[AVAILABLE DATA]
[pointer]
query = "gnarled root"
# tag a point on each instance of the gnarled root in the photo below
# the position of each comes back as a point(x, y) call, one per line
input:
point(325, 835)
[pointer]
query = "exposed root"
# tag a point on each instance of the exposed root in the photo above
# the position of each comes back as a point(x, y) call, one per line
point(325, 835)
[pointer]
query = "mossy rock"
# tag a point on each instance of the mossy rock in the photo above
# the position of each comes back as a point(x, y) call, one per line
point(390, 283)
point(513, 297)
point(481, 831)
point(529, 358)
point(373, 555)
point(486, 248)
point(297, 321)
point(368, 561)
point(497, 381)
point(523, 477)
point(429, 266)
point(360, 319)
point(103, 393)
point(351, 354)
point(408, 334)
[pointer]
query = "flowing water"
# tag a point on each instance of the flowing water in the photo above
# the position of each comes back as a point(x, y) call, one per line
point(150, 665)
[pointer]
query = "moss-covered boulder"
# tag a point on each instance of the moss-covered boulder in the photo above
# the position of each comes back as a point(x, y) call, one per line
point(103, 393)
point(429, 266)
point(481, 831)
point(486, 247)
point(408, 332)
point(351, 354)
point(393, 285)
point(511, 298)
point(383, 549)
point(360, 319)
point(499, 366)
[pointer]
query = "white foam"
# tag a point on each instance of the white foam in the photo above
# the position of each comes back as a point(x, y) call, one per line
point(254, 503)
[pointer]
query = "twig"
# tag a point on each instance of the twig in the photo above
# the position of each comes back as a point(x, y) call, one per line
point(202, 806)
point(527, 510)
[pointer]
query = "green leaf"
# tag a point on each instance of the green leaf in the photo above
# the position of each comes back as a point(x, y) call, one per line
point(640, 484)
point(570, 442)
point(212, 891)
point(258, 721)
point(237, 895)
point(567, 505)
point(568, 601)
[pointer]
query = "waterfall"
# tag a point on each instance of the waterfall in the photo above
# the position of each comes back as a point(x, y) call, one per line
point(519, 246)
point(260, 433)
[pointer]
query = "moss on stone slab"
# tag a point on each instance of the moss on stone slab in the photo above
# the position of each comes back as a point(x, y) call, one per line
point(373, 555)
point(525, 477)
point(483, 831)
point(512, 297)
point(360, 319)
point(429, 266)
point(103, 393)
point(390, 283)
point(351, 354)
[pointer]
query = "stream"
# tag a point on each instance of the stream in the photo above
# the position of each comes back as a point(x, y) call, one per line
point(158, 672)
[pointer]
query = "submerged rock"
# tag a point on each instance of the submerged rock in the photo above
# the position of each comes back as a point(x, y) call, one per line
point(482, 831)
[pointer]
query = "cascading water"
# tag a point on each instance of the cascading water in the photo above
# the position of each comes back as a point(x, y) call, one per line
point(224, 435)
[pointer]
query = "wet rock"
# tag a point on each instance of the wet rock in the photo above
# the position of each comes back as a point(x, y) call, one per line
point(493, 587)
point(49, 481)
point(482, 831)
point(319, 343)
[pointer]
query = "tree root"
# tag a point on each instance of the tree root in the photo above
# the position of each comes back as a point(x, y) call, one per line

[WORK REQUEST]
Each entry must be set down exactly as it appears.

[ANSWER SPACE]
[pointer]
query = "gnarled root"
# tag a point on each instance of the gnarled root in the photo below
# the position of each comes back as a point(x, y) call, one per line
input:
point(325, 835)
[pointer]
query = "exposed root"
# tag a point on each instance of the exposed root in the photo above
# the position of each comes back as a point(x, y) call, one per line
point(325, 835)
[pointer]
query = "mossy rock"
# tag a point on each instance of the mossy rock in the photo above
# the position of each comes back as a point(x, y) call, one per line
point(390, 283)
point(513, 297)
point(481, 831)
point(529, 358)
point(373, 555)
point(486, 248)
point(297, 321)
point(368, 561)
point(497, 381)
point(523, 477)
point(429, 266)
point(360, 319)
point(103, 393)
point(351, 354)
point(408, 334)
[pointer]
query = "flowing water"
# tag a point on each instance of the flowing water in the photo above
# the position of each comes back as a point(x, y) call, one per line
point(150, 665)
[pointer]
query = "moss-covered boulder"
# tag a point on each instance of the moss-covered boulder in the photo above
# the position of each comes back as a point(x, y) call, one per line
point(103, 393)
point(429, 266)
point(481, 831)
point(486, 247)
point(408, 332)
point(351, 354)
point(393, 285)
point(511, 298)
point(383, 549)
point(360, 319)
point(499, 366)
[pointer]
query = "white foam"
# tag a point on each instance of the white foam in the photo above
# the position of each comes back as a point(x, y) call, one per line
point(254, 503)
[pointer]
query = "twig"
# tag a point on each instance of the twig in the photo above
# the position of each comes back as a point(x, y) call, one per line
point(202, 806)
point(527, 510)
[pointer]
query = "green leaf"
# tag a point on each instance of the green leaf in the photo above
# the position of each comes back as a point(x, y) call, one per line
point(640, 484)
point(570, 442)
point(212, 891)
point(258, 721)
point(237, 895)
point(567, 505)
point(568, 601)
[pointer]
query = "waterfall"
# tag a point on each instance of the waterfall in the photo above
# the position of each comes back as a point(x, y) call, one per line
point(519, 246)
point(260, 433)
[pointer]
query = "moss on stone slab"
# tag a point on each instance of the moss on stone slab in the photo above
# the position of each comes back as a point(x, y) call, one per line
point(373, 555)
point(525, 477)
point(483, 831)
point(512, 297)
point(360, 319)
point(429, 266)
point(103, 393)
point(390, 283)
point(351, 354)
[pointer]
query = "stream"
# tag a point on each instance of the stream in the photo above
# the position of each comes back as a point(x, y) call, one per line
point(158, 672)
[pointer]
query = "submerged rock"
# tag a point on each instance of the submerged rock in the photo above
# the position of each comes back as a point(x, y) call, one per line
point(482, 831)
[pointer]
query = "cascading water"
# tag a point on each instance of the cascading water in the photo above
# the position of each comes back as a point(x, y) call, one per line
point(224, 435)
[pointer]
query = "wet rock"
# tag a point on each instance of the wet rock in the photo above
# the position of each comes back as a point(x, y) call, one per line
point(493, 587)
point(49, 481)
point(482, 831)
point(319, 343)
[pointer]
query = "tree root"
# tag a point on each instance of the tree root in the photo above
# the position of each comes back as a point(x, y) call, one per line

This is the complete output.